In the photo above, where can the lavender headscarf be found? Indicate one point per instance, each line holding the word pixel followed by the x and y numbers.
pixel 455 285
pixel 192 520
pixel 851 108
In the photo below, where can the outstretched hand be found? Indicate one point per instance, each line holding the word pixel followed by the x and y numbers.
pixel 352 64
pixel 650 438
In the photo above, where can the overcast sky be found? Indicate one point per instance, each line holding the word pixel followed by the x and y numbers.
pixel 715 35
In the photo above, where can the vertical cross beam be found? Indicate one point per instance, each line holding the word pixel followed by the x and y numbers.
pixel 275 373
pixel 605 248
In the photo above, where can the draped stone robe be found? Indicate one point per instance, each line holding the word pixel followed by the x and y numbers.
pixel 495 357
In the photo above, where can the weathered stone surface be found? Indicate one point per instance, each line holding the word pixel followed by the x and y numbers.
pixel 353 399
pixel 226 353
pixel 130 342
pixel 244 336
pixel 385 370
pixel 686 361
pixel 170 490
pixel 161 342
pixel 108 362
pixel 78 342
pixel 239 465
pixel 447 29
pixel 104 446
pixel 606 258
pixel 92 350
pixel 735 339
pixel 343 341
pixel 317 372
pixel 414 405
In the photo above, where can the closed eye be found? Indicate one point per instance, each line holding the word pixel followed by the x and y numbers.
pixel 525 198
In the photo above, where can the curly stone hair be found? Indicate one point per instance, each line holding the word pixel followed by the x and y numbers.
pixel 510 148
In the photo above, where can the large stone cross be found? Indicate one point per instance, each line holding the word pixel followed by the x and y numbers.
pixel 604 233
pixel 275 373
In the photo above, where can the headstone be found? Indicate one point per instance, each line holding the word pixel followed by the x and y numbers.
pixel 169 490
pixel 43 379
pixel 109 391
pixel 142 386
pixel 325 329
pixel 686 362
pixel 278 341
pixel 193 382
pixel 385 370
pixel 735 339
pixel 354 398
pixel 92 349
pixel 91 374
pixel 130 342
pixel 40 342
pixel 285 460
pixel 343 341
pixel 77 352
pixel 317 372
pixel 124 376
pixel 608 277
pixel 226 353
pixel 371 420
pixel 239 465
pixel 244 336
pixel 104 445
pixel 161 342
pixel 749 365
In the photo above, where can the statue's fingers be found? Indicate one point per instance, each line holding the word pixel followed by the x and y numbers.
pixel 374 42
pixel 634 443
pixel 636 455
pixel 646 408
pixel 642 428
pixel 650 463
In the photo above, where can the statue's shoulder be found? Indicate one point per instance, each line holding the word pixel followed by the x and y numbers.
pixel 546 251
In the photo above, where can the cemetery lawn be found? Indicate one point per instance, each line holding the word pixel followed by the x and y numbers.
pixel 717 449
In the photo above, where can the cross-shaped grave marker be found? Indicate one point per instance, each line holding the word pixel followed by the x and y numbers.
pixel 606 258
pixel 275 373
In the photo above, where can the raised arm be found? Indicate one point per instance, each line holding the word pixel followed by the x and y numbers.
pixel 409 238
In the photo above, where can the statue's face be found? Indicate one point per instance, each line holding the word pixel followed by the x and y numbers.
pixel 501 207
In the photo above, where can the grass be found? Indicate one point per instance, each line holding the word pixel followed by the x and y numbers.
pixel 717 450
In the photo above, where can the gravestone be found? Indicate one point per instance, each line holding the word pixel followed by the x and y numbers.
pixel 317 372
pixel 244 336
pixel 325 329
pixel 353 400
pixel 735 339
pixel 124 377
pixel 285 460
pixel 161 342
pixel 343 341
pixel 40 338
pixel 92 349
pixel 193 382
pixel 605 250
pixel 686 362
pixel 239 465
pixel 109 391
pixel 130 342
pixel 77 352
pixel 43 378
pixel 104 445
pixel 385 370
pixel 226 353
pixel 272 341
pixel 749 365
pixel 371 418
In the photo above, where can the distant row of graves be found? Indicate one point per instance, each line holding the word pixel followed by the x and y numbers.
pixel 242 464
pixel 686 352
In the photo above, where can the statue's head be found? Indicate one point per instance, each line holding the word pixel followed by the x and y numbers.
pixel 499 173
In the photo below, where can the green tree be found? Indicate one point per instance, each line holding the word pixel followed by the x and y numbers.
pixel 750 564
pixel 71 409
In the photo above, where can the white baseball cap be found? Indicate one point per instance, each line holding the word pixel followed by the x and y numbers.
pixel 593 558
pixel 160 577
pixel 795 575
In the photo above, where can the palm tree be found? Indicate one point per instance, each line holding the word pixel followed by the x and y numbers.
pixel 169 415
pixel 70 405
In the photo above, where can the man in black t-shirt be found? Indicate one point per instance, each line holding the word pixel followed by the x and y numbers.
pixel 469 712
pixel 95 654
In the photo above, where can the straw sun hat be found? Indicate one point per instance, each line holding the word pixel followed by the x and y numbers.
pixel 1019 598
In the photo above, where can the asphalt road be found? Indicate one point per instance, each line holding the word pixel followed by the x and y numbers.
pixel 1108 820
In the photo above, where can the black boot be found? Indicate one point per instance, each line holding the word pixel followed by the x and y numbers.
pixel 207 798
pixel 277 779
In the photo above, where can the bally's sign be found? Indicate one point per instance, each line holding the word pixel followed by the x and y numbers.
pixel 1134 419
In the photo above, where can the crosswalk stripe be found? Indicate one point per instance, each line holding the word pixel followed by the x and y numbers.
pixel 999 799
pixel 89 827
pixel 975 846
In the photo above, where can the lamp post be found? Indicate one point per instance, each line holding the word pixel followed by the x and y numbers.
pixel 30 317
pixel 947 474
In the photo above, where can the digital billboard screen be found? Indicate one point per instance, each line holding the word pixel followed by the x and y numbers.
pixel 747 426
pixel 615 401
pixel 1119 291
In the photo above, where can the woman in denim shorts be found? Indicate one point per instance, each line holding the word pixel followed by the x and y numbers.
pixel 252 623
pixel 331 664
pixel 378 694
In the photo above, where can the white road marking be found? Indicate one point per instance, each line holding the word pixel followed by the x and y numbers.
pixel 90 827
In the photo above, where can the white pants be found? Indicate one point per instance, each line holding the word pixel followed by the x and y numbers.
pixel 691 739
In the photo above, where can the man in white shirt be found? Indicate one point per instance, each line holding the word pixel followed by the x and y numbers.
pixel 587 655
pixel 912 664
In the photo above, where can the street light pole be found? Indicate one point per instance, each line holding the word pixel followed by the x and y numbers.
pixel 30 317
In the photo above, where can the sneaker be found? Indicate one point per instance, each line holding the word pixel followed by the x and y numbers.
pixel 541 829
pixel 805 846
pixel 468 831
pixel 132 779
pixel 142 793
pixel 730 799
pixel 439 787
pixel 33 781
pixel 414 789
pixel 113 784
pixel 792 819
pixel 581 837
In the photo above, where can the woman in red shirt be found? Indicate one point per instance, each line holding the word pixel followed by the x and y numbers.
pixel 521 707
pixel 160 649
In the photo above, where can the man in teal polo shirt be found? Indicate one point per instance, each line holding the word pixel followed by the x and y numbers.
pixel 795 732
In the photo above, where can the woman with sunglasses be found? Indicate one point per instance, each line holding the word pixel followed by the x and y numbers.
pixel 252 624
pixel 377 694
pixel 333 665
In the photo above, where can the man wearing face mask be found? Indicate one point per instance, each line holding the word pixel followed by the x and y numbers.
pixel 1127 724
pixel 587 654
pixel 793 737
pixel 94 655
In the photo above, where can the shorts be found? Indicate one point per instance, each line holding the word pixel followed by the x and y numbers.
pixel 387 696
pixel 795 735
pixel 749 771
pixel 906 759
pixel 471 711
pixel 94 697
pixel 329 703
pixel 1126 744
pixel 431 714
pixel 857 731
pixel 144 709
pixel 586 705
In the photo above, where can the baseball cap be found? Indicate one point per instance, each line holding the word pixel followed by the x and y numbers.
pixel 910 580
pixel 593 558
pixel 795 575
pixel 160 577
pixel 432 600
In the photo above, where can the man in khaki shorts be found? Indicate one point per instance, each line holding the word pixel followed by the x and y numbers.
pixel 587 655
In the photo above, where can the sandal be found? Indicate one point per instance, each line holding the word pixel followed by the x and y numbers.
== == ==
### WHAT THE EXERCISE ASKS
After locating the line above that contains "In the photo above, where can the man in khaki", write out that line and every later one exactly, through the last line of the material, and nothing else.

### REPLY
In the photo above, where can the man in khaki shorts be found? Indicate one point per instance, each line holding the word pixel followed by the x and y numbers.
pixel 587 655
In the photo above, where can the sandal be found? Indicate one point per instance, each line holding the word pixel followed by the x and y numbers.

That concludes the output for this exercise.